They believed that they had been misled about how interviews that they had given many months ago were going to be used. 

They objected to sharing an electronic platform with dubious enterprises that are current targets of the federal government's actions to shut down dangerous and unproven stem cell treatments. 

Executives of those firms also appeared in the video in a manner that was considered a case of "false equivalency."

Earllier this week, the California Stem Cell Report queried Sara Sheehan about the video and their links to a California stem cell firm, Cell Surgical Network, with 100 national affiliates that the Food and Drug Administration is suing. 

The full text of her response runs below. But first a little background drawn from the Internet.

Sara Sheehan is executive producer for Working Pictures, according to its web site.  Her husband, Bobby, is producer, director, writer and cameraman. Their web site says Bobby had a "nomadic and slightly feral" upbringing. It also said, 
Sara Sheehan
 Working Pictures photo
"Collectively, they have produced well over a hundred hours of content in the form of online and conventional TV series, documentaries, and narrative films. Bobby has directed and lensed over 300 commercials…and they have produced three talented children."

The Sheehans are also associated with another enterprise called "Mortal," which deals with death and spiritual awareness. 

The California Stem Cell Report asked Sara Sheehan about the cost of the stem cell docu-series, which was partly financed by Cell Surgical Network, and any other financial ties with that firm.  Here is the verbatim text of her reply.

▶ **Work instructions**
A - In the passage about the stem cell docu-series, what position does Sara Sheehan hold at Working Pictures?
B - Write the next part of the passage about the stem cell docu-series, starting right after its final sentence.
The entries after this passage are separate material and have no connection to it.

[Stored entries]

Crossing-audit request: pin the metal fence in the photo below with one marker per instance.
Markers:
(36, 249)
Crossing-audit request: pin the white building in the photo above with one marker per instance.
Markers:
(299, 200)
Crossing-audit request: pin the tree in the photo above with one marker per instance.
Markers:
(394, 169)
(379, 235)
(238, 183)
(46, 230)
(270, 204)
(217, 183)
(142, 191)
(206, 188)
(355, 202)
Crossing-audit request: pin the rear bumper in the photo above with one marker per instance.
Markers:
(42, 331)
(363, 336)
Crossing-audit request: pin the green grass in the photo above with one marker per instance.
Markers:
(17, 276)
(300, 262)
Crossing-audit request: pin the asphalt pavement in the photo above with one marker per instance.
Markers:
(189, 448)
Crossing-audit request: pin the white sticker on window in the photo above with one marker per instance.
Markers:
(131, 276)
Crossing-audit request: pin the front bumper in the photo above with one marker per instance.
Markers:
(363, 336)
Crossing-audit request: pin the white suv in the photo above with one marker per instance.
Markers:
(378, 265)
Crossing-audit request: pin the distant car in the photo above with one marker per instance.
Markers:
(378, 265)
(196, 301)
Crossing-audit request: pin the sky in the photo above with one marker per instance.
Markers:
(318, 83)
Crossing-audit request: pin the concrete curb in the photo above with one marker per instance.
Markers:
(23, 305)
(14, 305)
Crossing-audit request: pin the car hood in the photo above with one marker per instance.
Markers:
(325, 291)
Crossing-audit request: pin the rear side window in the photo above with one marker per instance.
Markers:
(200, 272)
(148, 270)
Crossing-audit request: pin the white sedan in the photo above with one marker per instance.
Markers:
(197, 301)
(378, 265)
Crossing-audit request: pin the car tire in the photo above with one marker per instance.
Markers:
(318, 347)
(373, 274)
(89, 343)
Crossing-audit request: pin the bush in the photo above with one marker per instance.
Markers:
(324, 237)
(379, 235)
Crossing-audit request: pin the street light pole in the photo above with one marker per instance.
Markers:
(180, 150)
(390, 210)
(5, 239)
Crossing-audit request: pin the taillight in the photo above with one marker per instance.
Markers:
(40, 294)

▶ **List of answers**
A - She is the executive producer.

B -
"I appreciate your asking us to provide additional information and I have answered your questions below: 
"We set out to produce a documentary series about the very complex regenerative medicine landscape. There is a lot of information out there and consumers are faced with a daunting amount of opposing opinions and concerns. We felt that by showing the entire landscape - including advances in research that will be providing hope to patients years down the line, the fact that many consumers are going overseas for treatments, the legislation that has been enacted in this country, patients who have gotten treatments in this country and other countries and their outcomes, and the lawsuits- we would educate the consumers who would see this and allow them to make the best decisions for themselves and their loved ones. 
"We looked for financing for the series, which took a year to make. We had investors, Drs. Berman and Landers (of Cell Surgical Network) were part of that team. Never did they ask to see edits, to control the content or interfere with the story in any way. That was the deal. The rest of the costs we bootstrapped ourselves: our investors did not pay us for our time and we covered many costs ourselves. We are not connected in any other way to Cell Surgical Network or any other regenerative medicine provider, nor do we stand to benefit financially from any procedures or products being marketed. We have no family members connected to Cell Surgical Network or any other regenerative medicine providers. The bottom line is that we are filmmakers who attempted to outline what is clearly a heated and emotionally charged environment. Ironically, Cell Surgical Network is featured most prominently in an episode entitled The Lawsuits, outlining the cases against US Stem Cell and Cell Surgical Network. We had updated that episode to reflect the decision against US Stem Cell. 
"We never paid anyone to be interviewed. In fact I have NEVER paid anyone to be interviewed for this project or any other project.
"After a year of interviewing and editing as many and as varied voices as possible, the resulting series is 12 episodes long. We organized the information by subject and feel we had a comprehensive product that provided a good, basic overview of the field that included many opposing points of view. There is a tremendous amount of information contained in the series that we felt showed as much of the landscape as we were allowed to capture.
"Unfortunately, a number of people expressed concern about being included in the project and we immediately responded that we would honor their wishes to be removed."